Lake Agassiz, precursor of Lake Erie
Noah's Flood and the origin of Lake Erie
KNIGHT RIDDER WASHINGTON BUREAU, Tuesday, August 17, 1999
By Robert S. Boyd
"Comets may have caused Earth's great empires to fall
WASHINGTON -- Recent scientific discoveries are shedding new light on why great empires such as Egypt, Babylon and Rome fell apart, giving way to the periodic ``dark ages'' that punctuate human history.
At least five times during the last 6,000 years, major environmental calamities undermined civilizations around the world. Some researchers say these disasters appear to be linked to collisions with comets or fragments of comets such as the one that broke apart and smashed spectacularly into Jupiter five years ago.
The impacts, yielding many megatons of explosive energy, produced vast clouds of smoke and dust that circled the globe for years, dimming the sun, driving down temperatures and sowing hunger, disease and death.
The last such global crisis occurred between A.D. 530 and 540-- at the beginning of the Dark Ages in Europe -- when Earth was pummeled by a swarm of cosmic debris.

------------

→ Task list
A – Repeat the part of the comet article starting with "Lake Agassiz, precursor" and going on through "punctuate human history.".
B – According to the comet article, between which years did the last global crisis occur?
Rely on the comet article alone for these.

[Image-grounded pointing records]
------------

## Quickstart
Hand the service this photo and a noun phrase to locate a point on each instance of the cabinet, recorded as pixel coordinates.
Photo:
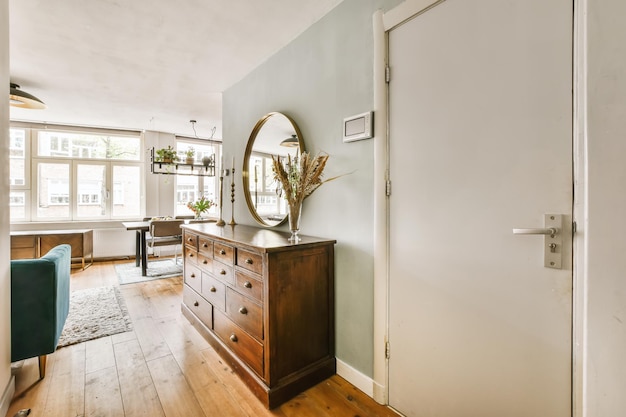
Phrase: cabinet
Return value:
(34, 244)
(266, 305)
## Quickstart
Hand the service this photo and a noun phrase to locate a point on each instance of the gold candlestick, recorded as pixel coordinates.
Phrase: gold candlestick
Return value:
(232, 195)
(221, 221)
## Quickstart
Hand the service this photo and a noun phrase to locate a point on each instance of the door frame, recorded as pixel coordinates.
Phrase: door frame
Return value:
(383, 22)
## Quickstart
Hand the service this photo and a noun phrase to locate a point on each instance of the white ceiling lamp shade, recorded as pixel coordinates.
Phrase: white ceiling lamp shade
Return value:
(20, 98)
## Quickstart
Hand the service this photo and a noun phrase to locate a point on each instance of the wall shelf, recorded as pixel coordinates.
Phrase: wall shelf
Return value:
(181, 168)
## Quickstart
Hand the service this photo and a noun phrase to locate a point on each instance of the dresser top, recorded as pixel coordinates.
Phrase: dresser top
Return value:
(264, 239)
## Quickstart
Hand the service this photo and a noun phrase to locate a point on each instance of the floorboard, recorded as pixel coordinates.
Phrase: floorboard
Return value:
(163, 368)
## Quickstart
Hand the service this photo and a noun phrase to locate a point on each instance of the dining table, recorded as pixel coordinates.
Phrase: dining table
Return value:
(141, 228)
(141, 256)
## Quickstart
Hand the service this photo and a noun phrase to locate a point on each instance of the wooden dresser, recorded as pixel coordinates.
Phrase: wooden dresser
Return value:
(266, 305)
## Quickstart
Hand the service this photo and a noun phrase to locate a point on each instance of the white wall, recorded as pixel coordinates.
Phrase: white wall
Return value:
(605, 228)
(5, 277)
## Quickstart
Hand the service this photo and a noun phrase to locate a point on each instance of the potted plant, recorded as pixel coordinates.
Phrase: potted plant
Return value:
(166, 155)
(190, 154)
(200, 206)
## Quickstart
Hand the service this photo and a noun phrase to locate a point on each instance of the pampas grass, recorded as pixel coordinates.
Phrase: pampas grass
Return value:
(300, 176)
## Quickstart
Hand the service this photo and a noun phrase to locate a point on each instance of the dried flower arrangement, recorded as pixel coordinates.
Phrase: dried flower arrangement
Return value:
(299, 177)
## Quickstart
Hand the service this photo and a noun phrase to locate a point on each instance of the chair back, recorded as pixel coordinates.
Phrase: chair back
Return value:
(162, 228)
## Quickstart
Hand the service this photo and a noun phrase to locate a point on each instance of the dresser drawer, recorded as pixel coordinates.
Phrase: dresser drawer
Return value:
(223, 253)
(199, 306)
(205, 262)
(245, 313)
(244, 346)
(249, 286)
(205, 247)
(223, 272)
(190, 254)
(193, 277)
(250, 261)
(214, 291)
(191, 240)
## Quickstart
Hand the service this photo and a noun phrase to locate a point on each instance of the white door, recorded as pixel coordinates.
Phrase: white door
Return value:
(480, 103)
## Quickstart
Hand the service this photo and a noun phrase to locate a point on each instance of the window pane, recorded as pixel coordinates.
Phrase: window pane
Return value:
(90, 190)
(126, 193)
(17, 154)
(17, 203)
(88, 146)
(54, 190)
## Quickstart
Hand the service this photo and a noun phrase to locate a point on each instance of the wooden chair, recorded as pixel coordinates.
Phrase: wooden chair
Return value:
(166, 233)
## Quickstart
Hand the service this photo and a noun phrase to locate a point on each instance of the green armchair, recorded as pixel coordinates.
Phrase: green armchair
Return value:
(40, 301)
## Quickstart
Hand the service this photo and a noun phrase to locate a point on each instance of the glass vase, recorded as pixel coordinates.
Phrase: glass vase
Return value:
(295, 212)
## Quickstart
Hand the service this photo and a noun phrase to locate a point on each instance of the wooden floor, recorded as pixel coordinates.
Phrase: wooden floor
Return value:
(162, 368)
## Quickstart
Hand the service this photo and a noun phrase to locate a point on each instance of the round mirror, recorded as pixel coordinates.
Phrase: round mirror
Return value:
(274, 134)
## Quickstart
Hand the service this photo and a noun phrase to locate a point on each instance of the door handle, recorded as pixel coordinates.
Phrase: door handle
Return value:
(552, 241)
(549, 231)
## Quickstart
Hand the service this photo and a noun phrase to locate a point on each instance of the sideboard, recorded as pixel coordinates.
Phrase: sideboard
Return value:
(34, 244)
(266, 305)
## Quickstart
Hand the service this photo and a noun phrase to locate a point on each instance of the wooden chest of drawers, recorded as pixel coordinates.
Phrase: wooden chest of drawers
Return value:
(266, 305)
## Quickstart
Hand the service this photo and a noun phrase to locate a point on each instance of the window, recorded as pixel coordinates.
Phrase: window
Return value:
(189, 187)
(78, 174)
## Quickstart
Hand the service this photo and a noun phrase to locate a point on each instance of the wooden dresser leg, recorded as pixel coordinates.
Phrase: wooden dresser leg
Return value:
(42, 366)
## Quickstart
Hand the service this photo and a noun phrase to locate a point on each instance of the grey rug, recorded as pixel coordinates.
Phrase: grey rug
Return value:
(94, 313)
(164, 268)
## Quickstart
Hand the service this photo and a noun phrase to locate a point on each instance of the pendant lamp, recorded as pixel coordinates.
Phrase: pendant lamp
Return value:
(20, 98)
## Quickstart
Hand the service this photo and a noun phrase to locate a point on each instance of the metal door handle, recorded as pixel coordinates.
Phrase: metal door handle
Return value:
(549, 231)
(553, 239)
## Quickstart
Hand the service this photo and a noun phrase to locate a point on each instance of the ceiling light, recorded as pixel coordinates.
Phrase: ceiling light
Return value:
(291, 142)
(20, 98)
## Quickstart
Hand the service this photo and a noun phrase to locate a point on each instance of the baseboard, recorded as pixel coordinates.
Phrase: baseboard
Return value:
(7, 396)
(356, 378)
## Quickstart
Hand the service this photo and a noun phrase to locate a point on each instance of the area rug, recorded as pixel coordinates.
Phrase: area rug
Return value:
(94, 313)
(164, 268)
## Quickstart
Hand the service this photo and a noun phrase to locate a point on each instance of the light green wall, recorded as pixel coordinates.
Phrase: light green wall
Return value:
(321, 77)
(5, 277)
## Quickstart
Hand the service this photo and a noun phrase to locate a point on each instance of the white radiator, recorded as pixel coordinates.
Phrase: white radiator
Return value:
(113, 243)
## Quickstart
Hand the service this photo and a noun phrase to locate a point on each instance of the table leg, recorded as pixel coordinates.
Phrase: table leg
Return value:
(144, 256)
(138, 248)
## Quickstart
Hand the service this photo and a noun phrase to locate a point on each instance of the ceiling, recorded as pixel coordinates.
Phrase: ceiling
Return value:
(145, 64)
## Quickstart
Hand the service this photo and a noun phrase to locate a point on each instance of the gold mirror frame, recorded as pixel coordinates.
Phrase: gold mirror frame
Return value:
(265, 140)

------------

→ Activity answers
A –
Lake Agassiz, precursor of Lake Erie
Noah's Flood and the origin of Lake Erie
KNIGHT RIDDER WASHINGTON BUREAU, Tuesday, August 17, 1999
By Robert S. Boyd
"Comets may have caused Earth's great empires to fall
WASHINGTON -- Recent scientific discoveries are shedding new light on why great empires such as Egypt, Babylon and Rome fell apart, giving way to the periodic ``dark ages'' that punctuate human history.

B – Between A.D. 530 and 540.